### REQUIRED ACTION A
Name every person mentioned in the passage on the 1952 Polish elections.
### REQUIRED ACTION B
Write out the passage on the 1952 Polish elections word for word, everything from "PPR leader Władysław" down to "a hardline Stalinist.".

-------- DOCUMENT EXTRACT

No opposition parties were allowed to contest the elections. As a result, only one Front of National Unity candidate contested each seat in the Sejm, which had been reduced from 444 to 425. The Front, dominated by the Communist Polish United Workers' Party, received 99.8% of the vote and won every seat, setting the tone for all parliamentary elections until 1989. The communist regime claimed that around 15.5 million people voted, 95% of the electorate.

==Background==
The communists had spent the five years since winning the rigged 1947 elections tightening their grip on the country. A little more than a year after the election, what remained of the Polish Socialist Party (PPS), nominally a partner in the communist-dominated "coalition," merged with the communist Polish Workers' Party (PPR) to form the Polish United Workers' Party (PZPR). However, the merger was concluded almost entirely on PPR terms and by this time the PPS was largely subservient to the PPR. Despite this, former socialist Józef Cyrankiewicz remained as prime minister. By 1949, the remains of the Polish People's Party (PSL), which had led the opposition in 1947, had been emasculated when it was forced to merge with the splinter pro-communist People's Party to form the United People's Party (ZSL).

PPR leader Władysław Gomułka, who had been largely responsible for the PPR's heavy-handed suppression of opposition, believed he was now free to pursue a more independent course. He wanted to adapt the Soviet blueprint to Polish circumstances and considered himself to be both a communist and a Polish patriot. He was also wary of the Cominform, and opposed forced collectivization of agriculture. However, he was pushed out as party leader in 1948, accused of "rightist-nationalist deviation." He was succeeded by President Bolesław Bierut, a hardline Stalinist.

==Conduct==
The election set the tone for all subsequent elections held during the 42 years of Communist rule in Poland. As would be the case with all future elections, only PZPR-approved candidates participated, and the results were falsified as needed. Along with the 1947 election, the 1952 election is considered among the least free of elections held in communist Poland. This was typical of the era of Stalinization. The Bierut government, like its kindred regimes in the rest of the Soviet bloc, was determined to tighten its control over society as much as possible. All opposition parties had been either eliminated or driven underground by this time. The regime's opponents were persecuted. Voters were presented with a single list from the Front of National Unity (FJN), comprising the PZPR and its two satellite parties, the Alliance of Democrats (SD) and the ZSL. The number of candidates permitted to run in the elections was equal to the number of seats in parliament.

----------------
-------- SUPPLIED MATERIAL

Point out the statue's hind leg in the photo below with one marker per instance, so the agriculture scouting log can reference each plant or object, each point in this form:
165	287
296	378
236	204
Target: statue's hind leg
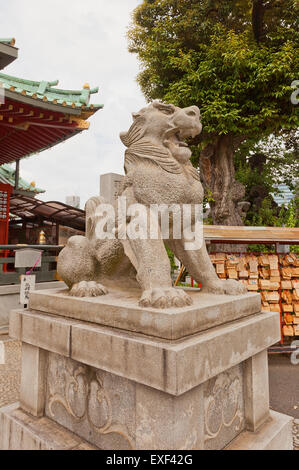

----------------

### ANSWER BOX A
Józef Cyrankiewicz
Władysław Gomułka
Bolesław Bierut

### ANSWER BOX B
PPR leader Władysław Gomułka, who had been largely responsible for the PPR's heavy-handed suppression of opposition, believed he was now free to pursue a more independent course. He wanted to adapt the Soviet blueprint to Polish circumstances and considered himself to be both a communist and a Polish patriot. He was also wary of the Cominform, and opposed forced collectivization of agriculture. However, he was pushed out as party leader in 1948, accused of "rightist-nationalist deviation." He was succeeded by President Bolesław Bierut, a hardline Stalinist.